═══ Text extract

Finally, I requested Fraiser sibcest. Normally, when I want to read something this badly, I just write it myself and hope that others will follow suit. But even though I have a vision in my head of how such a fic might go, I am not funny or witty or erudite, and the few attempts I've made to write the pairing myself will never ever ever see the light of day on lj. I understand that this concept may be something that squicks you mightily, that you simply cannot write. And I'm cool with that. I would desperately love to read some Niles/Frasier, but barring that, I'd love a fic that's full of the brothers engaging in all the witty snarky banter in the show, minus the sex. :) Or an ensemble piece.
The main thing I hope you get from this letter is that I am not picky and I will be honored that you took the time to write for me no matter the shape the end product takes.

══════
═══ Entries

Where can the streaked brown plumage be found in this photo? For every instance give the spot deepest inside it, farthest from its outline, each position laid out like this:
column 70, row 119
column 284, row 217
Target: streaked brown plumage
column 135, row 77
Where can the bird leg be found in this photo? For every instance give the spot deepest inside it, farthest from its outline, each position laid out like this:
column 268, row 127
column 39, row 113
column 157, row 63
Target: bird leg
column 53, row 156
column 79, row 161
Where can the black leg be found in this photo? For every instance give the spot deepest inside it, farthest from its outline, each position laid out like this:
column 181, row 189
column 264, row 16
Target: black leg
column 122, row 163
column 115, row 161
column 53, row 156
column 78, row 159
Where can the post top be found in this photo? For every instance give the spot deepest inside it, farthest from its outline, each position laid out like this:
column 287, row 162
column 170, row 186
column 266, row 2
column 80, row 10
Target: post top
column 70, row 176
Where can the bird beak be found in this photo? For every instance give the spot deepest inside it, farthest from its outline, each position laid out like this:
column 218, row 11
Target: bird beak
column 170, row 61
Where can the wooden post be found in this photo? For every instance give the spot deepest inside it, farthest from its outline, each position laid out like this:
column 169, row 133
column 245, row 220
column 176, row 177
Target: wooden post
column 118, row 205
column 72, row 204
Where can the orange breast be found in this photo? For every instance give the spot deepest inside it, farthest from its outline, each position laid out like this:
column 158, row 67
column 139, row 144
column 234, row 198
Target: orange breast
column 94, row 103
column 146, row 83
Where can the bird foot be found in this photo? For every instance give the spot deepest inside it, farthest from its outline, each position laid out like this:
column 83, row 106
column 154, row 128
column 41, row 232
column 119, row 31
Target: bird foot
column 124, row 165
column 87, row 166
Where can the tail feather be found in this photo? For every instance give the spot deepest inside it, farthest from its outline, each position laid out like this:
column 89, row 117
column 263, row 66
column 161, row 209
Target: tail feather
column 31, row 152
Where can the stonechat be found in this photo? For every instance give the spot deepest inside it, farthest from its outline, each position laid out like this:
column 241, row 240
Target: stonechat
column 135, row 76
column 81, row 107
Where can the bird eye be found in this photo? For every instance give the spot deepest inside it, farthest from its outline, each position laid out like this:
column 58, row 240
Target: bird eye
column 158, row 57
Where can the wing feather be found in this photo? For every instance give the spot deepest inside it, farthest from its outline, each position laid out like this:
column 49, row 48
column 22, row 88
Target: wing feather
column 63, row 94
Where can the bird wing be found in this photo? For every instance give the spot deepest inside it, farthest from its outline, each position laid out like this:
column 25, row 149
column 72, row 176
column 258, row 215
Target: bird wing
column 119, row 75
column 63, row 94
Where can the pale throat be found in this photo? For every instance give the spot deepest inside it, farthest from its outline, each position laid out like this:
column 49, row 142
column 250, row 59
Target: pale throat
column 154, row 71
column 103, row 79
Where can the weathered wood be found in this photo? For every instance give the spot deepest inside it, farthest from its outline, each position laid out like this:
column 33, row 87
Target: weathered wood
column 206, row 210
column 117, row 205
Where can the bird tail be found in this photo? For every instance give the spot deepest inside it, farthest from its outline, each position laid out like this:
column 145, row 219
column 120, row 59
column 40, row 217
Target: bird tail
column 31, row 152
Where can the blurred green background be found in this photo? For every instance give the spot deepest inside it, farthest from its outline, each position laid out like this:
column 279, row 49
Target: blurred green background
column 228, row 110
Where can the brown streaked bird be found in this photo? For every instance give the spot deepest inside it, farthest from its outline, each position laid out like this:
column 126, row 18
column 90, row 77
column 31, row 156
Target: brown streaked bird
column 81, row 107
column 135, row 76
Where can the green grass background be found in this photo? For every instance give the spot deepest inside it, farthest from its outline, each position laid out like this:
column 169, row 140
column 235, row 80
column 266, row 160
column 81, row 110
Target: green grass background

══════

| Requests |
(1) Arrange the rows as a Markdown table with the columns Nr and Line, from the start of the rows through the line containing "column 135, row 77". Leave out blank lines.
(2) Pick up the fan fiction request letter where it stops and keep writing it.

| Answer list |
(1)
| Nr | Line |
|---|---|
| 1 | Where can the streaked brown plumage be found in this photo? For every instance give the spot deepest inside it, farthest from its outline, each position laid out like this: |
| 2 | column 70, row 119 |
| 3 | column 284, row 217 |
| 4 | Target: streaked brown plumage |
| 5 | column 135, row 77 |

(2)
The story I received was Golden Slumbers/Carry that Weight/The End by Farasha Silversands and I could not have asked for a better Yuletide gift. I briefly recced this piece in a previous post, but let me say in a little more depth why I like this fic. I think it is an absolutely pitch perfect depiction of PTSD and what I imagine it might be like to try to reintegrate into life after such a harrowing experience. And in Max's case, what it might be like to figure out where you belong when everything you left behind has changed in ways that you can't live with. This is a fic about love, pure and simple, and I love that it was written for me.
I offered to write in a few fandoms: Across the Universe, Outlaw Star (I was really hoping to get this one as Josh and I just recently Netflixed and watched the whole of the series), UKLeG Earthsea, Hebrew Bible or Old Testament (Jael, Sisera, Deborah).
These were my recipient's requests:
1. Alan Bennett--The History Boys
2. Across the Universe--Max/Jude; post-movie; what happens when the music stops?
3. Dead Poet's Society--Life in the subjunctive; events that didn't happen, but almost happened, or should have happened.
4. Michael Cunningham--The Hours
One and four were out instantly because I'd never seen or read the source material. I thought long and hard about the second prompt, but ultimately I decided that I wanted to revisit Dead Poet's Society because it had been such a huge part of my youth.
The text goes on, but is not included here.